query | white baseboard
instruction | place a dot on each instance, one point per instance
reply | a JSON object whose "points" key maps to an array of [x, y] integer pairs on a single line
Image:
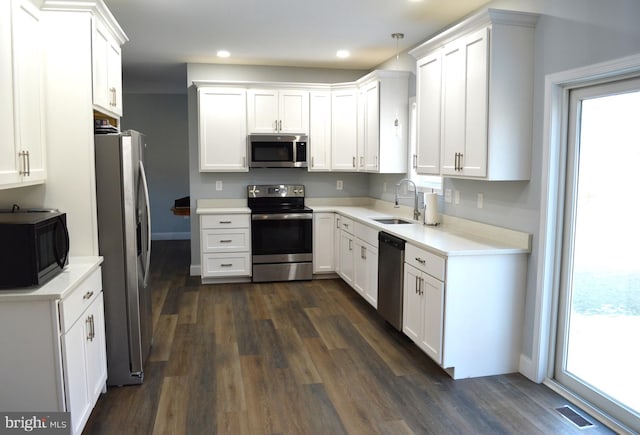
{"points": [[527, 368], [194, 270], [171, 236]]}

What this task involves
List each line of the items above that contains the string "points", matching case exactly.

Result
reply | a JSON object whose "points" key maps to an array of [x, y] integer pairs on a single line
{"points": [[527, 368], [194, 270], [171, 236]]}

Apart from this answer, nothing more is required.